[What to work on]
Collect every line of the records that contains the string "aviator", copying each such line in full. Matching is case-sensitive.
--------
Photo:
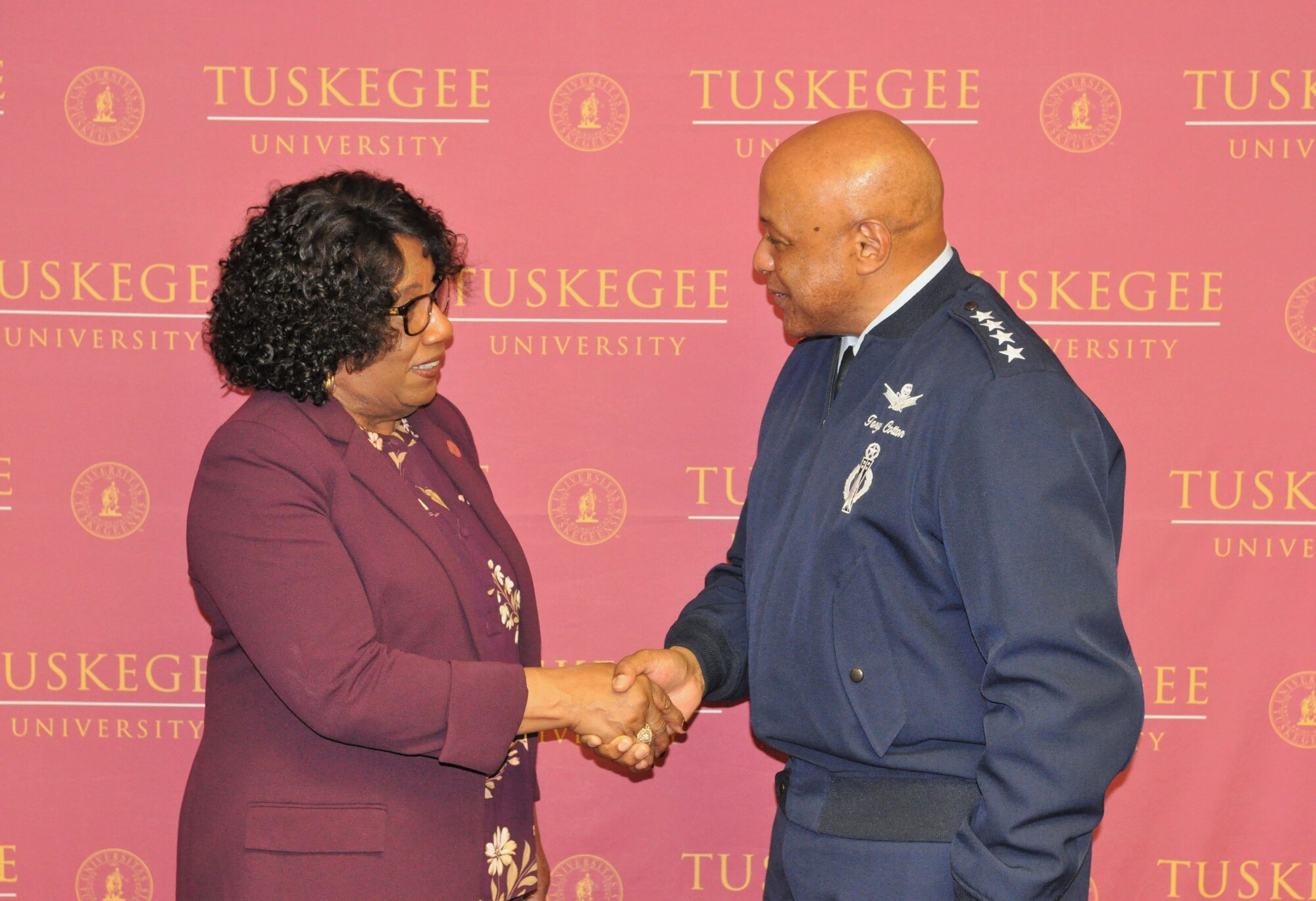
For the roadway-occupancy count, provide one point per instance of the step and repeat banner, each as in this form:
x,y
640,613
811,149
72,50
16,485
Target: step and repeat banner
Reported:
--------
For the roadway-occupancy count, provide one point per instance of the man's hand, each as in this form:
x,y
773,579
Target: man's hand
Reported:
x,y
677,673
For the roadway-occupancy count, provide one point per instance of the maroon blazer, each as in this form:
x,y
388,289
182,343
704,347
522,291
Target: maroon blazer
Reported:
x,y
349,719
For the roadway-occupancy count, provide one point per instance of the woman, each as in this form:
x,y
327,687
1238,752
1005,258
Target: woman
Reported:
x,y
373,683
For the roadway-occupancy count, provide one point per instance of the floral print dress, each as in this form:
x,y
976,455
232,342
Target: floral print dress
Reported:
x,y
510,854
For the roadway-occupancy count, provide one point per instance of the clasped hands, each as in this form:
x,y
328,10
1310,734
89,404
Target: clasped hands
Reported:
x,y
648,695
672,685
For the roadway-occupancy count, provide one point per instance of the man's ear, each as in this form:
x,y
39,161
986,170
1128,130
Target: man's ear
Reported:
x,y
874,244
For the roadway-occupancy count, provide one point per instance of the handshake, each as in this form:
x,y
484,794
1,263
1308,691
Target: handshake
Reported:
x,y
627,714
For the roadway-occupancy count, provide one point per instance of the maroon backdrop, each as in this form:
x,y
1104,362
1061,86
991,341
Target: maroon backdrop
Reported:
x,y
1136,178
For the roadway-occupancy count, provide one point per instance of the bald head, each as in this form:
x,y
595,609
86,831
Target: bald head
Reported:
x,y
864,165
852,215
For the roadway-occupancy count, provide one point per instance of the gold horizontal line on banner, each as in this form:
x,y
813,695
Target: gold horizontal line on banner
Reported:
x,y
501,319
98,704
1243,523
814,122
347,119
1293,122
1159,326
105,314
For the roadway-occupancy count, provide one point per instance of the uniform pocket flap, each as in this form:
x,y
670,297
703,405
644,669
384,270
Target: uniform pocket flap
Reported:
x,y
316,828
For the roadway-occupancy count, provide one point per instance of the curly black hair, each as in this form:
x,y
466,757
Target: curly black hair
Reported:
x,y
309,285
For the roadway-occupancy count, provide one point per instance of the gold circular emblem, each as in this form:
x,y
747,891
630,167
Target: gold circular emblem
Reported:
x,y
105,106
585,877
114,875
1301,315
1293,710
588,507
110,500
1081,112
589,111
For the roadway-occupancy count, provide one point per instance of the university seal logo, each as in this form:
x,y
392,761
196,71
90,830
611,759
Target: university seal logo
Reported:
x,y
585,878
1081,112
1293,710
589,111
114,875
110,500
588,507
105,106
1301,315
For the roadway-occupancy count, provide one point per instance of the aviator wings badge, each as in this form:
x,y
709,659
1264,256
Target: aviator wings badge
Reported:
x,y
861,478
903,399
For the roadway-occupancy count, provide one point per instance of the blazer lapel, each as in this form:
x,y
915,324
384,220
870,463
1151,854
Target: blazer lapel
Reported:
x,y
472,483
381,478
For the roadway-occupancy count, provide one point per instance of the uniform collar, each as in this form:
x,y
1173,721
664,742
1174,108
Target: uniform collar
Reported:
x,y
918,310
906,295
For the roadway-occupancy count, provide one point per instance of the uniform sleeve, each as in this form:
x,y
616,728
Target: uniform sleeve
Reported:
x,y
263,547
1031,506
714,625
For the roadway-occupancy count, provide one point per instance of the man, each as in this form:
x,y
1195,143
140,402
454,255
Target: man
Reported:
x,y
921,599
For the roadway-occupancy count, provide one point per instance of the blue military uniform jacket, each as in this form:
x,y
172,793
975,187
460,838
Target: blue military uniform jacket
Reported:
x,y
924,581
--------
[Answer below]
For the roadway-occupancy count, provide one point per instance of the aviator wings badge, each as in this form:
Target: aviator wings badge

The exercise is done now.